◆ Excerpted text:
Consider a case where the perfs are at 90 degree phasing, and just happen to line up with the principle horizontal stress. When the borehole is pressurized until breakdown, in Case 1 the breakdown occurs at A, and you are able to put in a classic single lobed fracture so beloved of the service companies. Immediately after cleanup this well produces the oil adjacent to the fracture surfaces, and then at a declining rate, oil from the formation around the fracture. What you don’t get, and can never get from this stimulation is any oil from the other side of the wellbore because if the formation were that permeable you wouldn’t be doing a hydraulic frac job in the first place.
Fig. 1 Overview of the different cases for fracturing
Now then consider the case 2 where due to the perversity of inanimate objects, breakdown occurs at B. When this happens you’re screwed only you don’t know it yet because the fracture moves out radially through the altered stress field that you have created until it finds out that the real stress field is in another direction, and so it promptly turns and goes in that direction. Since you are pumping water, you don’t have a problem putting in your minifrac and doing your diagnostics, but there aint no way that you will ever push a significant amount of slurry around that corner. In fact, you’re doubly screwed because now that it has broken down at B it is almost impossible to put enough pressure down this hole to break it down elsewhere. The best way that you can salvage this frac job is to shoot a string shot at whatever pressure you can get down there, and that will break it down at A and C and give you two low impedance pathways that you can pump. This should make you happy because now you are not only going to get the oil from the fracture at A, but you are going to get the same amount from the one at C that you wouldn’t have produced otherwise.
Let’s go back to Case 1 for a minute. That fracture first broke down at a single perf, and then grew both vertically and horizontally. I’m sure that you have seen pictures of fractures in open holes and perhaps have seen the Sandia “mineback” experiments so you know that fractures don’t go straight. They curve around in every dimension, and it is unlikely that this one grew vertically in an absolutely straight line. What that means is that some of the perfs have a good “straight on” connection with the fracture, some have only a grazing connection, and some don’t connect at all. This is a variable that you have no control over, and it probably is different for every job. Let me exaggerate a tad to make a point, and assert that in an extreme case you might be trying to pump 50 tons of sand through half a dozen quarter inch holes. Back to Case 3 now. Here you are guaranteed that over the length of the string shot every perforation has a good “straight on” connection with a fracture, and, keeping in mind that the only fractures that you can pump are the ones that connect to perforations and that go in the general direction of the principal horizontal stress, there is no law that says that you can’t shoot as many string shots as you want in that hole.
If you think about the case where the perfs are phased at 60 degrees or are not aligned with the principle horizontal stress, it’s easy to see cases where two or three fractures from each side of the wellbore could be generated thus greatly increasing communication with the formation and confounding the modelers.
Fig. 2 Shock-Induced-Hydrolically-Driven Fractures in Lucite. The extensive fracture system at bottom was created with 0.00 grams of PETN. All others used 0.008 grams. Internal pressure fro all shots was 1500-2000 psi.

◆ Data records:
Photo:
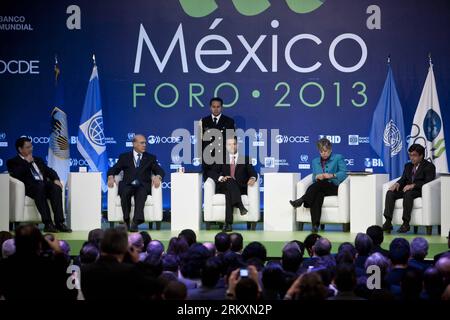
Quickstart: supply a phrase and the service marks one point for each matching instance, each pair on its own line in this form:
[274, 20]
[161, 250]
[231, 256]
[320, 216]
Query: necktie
[138, 161]
[35, 173]
[232, 167]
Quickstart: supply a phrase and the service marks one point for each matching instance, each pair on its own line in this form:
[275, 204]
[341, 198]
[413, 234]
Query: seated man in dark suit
[416, 173]
[41, 183]
[215, 121]
[138, 167]
[232, 179]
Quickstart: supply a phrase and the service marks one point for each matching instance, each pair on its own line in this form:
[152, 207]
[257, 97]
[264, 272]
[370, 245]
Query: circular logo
[392, 138]
[95, 131]
[432, 125]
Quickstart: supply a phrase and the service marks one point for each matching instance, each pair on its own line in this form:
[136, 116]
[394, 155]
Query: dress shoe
[62, 227]
[296, 203]
[227, 228]
[243, 211]
[403, 228]
[387, 226]
[134, 227]
[50, 227]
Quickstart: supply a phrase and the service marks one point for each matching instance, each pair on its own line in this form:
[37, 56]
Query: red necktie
[232, 167]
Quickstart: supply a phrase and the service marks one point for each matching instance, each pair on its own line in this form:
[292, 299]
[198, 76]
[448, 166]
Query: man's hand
[111, 181]
[156, 181]
[394, 187]
[233, 280]
[59, 184]
[53, 243]
[29, 158]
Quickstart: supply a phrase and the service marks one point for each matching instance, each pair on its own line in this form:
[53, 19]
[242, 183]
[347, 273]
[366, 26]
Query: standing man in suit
[41, 183]
[138, 167]
[416, 173]
[232, 179]
[215, 121]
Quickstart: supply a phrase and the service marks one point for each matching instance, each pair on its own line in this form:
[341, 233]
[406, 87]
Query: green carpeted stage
[273, 240]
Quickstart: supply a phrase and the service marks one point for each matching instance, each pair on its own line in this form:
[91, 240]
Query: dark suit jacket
[426, 172]
[21, 169]
[223, 124]
[148, 166]
[243, 172]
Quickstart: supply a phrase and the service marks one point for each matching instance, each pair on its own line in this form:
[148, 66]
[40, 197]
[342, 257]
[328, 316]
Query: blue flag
[91, 135]
[58, 147]
[387, 134]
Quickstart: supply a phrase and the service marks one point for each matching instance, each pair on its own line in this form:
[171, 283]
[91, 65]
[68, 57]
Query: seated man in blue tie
[232, 179]
[416, 173]
[138, 167]
[41, 183]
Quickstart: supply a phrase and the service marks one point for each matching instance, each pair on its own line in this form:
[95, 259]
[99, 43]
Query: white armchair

◆ Prompt 1: List every letter that the fracturing text uses to label a point where the wellbore breaks down.
◆ Prompt 2: Reproduce the fracturing text from "If you think" up to and including "was 1500-2000 psi.".
◆ Prompt 3: According to the fracturing text, what is the best way to salvage the frac job when breakdown occurs at B?
The records have nothing to do with the fracturing text.

◆ Task response 1: A, B, C

◆ Task response 2:
If you think about the case where the perfs are phased at 60 degrees or are not aligned with the principle horizontal stress, it’s easy to see cases where two or three fractures from each side of the wellbore could be generated thus greatly increasing communication with the formation and confounding the modelers.
Fig. 2 Shock-Induced-Hydrolically-Driven Fractures in Lucite. The extensive fracture system at bottom was created with 0.00 grams of PETN. All others used 0.008 grams. Internal pressure fro all shots was 1500-2000 psi.

◆ Task response 3: Shoot a string shot at whatever pressure you can get down there.